▸ **Selected extract**
»»

It looks like the insurance company would be liable for the actions of the agent who talked this guy into doing this. In other words talking someone into violating state law. Would this be considered acting in the capacity of a financial advisor, which is a no no.

It's not the insurance company. It's certain FMOs that are promoting funeral trusts as a get rich quick scheme to agents. They strip the growth out of them to take 30%+ commissions and teach the agents activities that are borderline passable in some states and send them out in the world with just enough knowledge to be dangerous.

There was a lawyer partnered with this agent so I imagine the main liability will fall back on these two. The client was embarressed that he went along with it when he knew it sounded unethical. So I think he is just going to pay the money back out of his retirement money and not go after the agent too hard. I told him that's a great way to reward a bad agent if he does.

««

▸ **Record set**
»»

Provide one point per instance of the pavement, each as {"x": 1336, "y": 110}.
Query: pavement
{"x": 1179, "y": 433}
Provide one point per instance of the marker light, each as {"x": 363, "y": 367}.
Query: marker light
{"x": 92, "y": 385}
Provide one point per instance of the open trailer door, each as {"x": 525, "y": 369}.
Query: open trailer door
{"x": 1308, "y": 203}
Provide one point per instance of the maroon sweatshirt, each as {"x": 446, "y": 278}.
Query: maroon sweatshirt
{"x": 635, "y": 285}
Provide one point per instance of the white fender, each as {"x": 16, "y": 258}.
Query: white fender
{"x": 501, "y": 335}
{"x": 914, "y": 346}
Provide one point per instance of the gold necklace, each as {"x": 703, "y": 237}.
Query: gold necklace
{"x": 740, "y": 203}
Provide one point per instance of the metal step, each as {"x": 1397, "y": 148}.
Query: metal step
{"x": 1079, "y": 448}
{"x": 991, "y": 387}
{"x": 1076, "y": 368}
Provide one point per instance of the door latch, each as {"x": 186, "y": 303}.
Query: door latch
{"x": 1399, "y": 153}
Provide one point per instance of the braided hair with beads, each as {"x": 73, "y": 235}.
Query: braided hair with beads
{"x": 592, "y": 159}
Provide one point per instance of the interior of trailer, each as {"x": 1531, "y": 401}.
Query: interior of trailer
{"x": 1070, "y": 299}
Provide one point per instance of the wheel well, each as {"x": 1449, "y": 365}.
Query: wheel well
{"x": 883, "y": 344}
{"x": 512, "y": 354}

««

▸ **Assigned task 1**
Retype the passage of the funeral trust discussion between "There was a" and "if he does.", inclusive.
▸ **Assigned task 2**
Answer these questions from the funeral trust discussion:
(a) What commission do certain FMOs take on funeral trusts?
(b) Who was partnered with the agent?
(c) What money does the client plan to use to pay the money back?
▸ **Assigned task 3**
Carry on the funeral trust discussion from its last sentence.

▸ **Final answer 1**
There was a lawyer partnered with this agent so I imagine the main liability will fall back on these two. The client was embarressed that he went along with it when he knew it sounded unethical. So I think he is just going to pay the money back out of his retirement money and not go after the agent too hard. I told him that's a great way to reward a bad agent if he does.

▸ **Final answer 2**
(a) 30% or more
(b) A lawyer
(c) His retirement money

▸ **Final answer 3**
 
Newby,

What I was referring to was " The Principle of Agency " the actions of an agent are deemed to be the actions of the insurance company.
 
Newby,

What I was referring to was " The Principle of Agency " the actions of an agent are deemed to be the actions of the insurance company.

I was not familiar with that term. I'm sure the insurance company will back down if pressed though and do the right thing for the client. They are a quality company.

I'm not sure the client will push it real hard though because he already feels that he joined in to try to take advantage of Medicaid. He doesn't want to get himself in more trouble.